## Texto fuente

Bendita conjunción contemplativa...

fp

Anónimo dijo...

Hola Carles,
el comentario de Lluís P. me ha hecho pensar en mi propia experiencia respecto a la cuestión de cómo puede afectar la audición musical a nuestra percepción de la realidad.
Por mi parte puedo recordar cómo hace años escuchaba de forma casi obsesiva piezas musicales que me abstraian de la realidad y me producían una gran emoción o sensación de euforia. Tal como ahora lo veo había en aquella actitud una mezcla de ingenuidad y pedantería ya que sólo escuchaba "grandes obras cásicas". No era una audición atenta e inteligente, era puramente emocional y evasiva.
Me recuerdo a mi misma cruzando la calle sin mirar el tráfico por "culpa" de un lied de Schubert (rigurosamente cierto y nada recomendable!).
Este enorme poder que tiene la música puede ser una bendición o una maldición (depende de las consecuencias). Llevando las cosas un poco más lejos, basta recordar que algunos paises con gobiernos totalitarios han hecho de la música una cuestión de estado ,imagino que precisamente por esta enorme capacidad de conmover y de idealizar que tiene la música.
Yo,por temperamento y educación, no renuncio a la emoción ni a los sentimientos de buena ley cuando escucho música pero procuro tomar un poco de distancia para no caer en la trampa fácil del sentimentalismo y de la (auto)idealización.

## Instrucciones de trabajo
1 – En el texto sobre la música y la percepción de la realidad, ¿qué tipo de pieza de Schubert se menciona como la causa de cruzar la calle sin mirar el tráfico?
2 – Redacte la continuación del texto sobre la música y la percepción de la realidad a partir de su última oración.

## Datos proporcionados
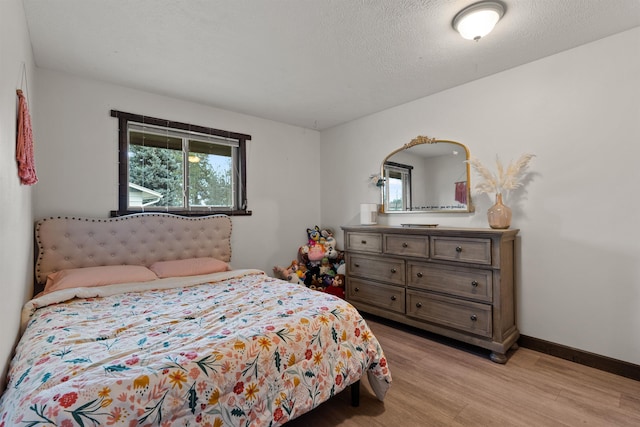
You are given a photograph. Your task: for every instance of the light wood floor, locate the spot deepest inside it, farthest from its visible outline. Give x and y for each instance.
(440, 383)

## Respuestas por tarea
1 – Un lied.

2 –
Enhorabona per aquesta narració tan complexa i moltes gràcies per la selecció musical.
Filo

carles p dijo...

Fratello,

Con toda seguridad puedo decir que la contemplación está contaminada por la audición. Es más, mi narración es una mistificación ya que la única pieza que realmente escuché en mi viaje fue la de Hindemith. Las otras las he instalado ad hoc de forma subrepticia...la contemplación puede ser bendita pero es artificial!!!

fp

carles p dijo...

Hola Filo,

Totalmente de acuerdo en cuanto a desterrar el sentimentalismo y limitar la auto-idealización en la música! (también enotros ámbitos). Esto corresponde a la adolescencia.
En mi caso escucho música por la calle por falta de tiempo para hacerlo en ocasiones más propicias. Pero también disfruto cuando observo que la gente que camina por la calle de repente se alinea con la música de Bartók, Teddy Wilson, Trenet, Mahler o Xenakis que suena en aquel momento en mi reproductor.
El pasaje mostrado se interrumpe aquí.